(YOUR GOAL): List every line of the rows below that contains the word "leaf", treating case as significant.

——

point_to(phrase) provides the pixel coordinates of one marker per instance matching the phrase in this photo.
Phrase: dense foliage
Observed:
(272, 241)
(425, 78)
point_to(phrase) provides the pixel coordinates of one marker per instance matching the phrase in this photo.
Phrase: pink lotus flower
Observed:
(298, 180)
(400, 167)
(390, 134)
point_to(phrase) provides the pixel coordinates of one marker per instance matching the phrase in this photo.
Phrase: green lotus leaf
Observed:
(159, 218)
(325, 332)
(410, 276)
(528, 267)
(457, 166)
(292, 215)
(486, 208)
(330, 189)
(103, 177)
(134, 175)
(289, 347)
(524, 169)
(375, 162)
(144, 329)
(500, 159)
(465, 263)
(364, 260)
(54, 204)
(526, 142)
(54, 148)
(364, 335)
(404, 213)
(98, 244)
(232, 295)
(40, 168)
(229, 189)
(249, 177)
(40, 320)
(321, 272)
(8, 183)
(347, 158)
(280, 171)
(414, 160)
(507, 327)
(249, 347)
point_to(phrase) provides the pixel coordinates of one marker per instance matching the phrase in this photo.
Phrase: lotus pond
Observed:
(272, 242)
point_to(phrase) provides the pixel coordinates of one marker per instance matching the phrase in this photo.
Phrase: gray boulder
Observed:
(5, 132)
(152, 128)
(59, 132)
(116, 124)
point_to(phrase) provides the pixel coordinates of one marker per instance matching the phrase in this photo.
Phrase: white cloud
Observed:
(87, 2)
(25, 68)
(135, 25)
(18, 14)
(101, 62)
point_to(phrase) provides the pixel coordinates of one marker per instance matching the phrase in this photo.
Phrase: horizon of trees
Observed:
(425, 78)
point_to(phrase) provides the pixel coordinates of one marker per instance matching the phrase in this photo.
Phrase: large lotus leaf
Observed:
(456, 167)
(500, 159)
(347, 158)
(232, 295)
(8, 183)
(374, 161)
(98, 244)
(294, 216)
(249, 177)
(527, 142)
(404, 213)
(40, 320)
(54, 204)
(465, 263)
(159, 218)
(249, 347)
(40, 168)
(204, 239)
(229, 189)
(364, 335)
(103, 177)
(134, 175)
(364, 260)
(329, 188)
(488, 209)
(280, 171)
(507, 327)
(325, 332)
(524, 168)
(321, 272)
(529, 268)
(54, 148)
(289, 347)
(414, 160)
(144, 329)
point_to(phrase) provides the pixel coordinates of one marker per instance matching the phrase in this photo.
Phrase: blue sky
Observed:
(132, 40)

——

(WRITTEN ANSWER):
Phrase: green lotus leaf
Phrase: large lotus leaf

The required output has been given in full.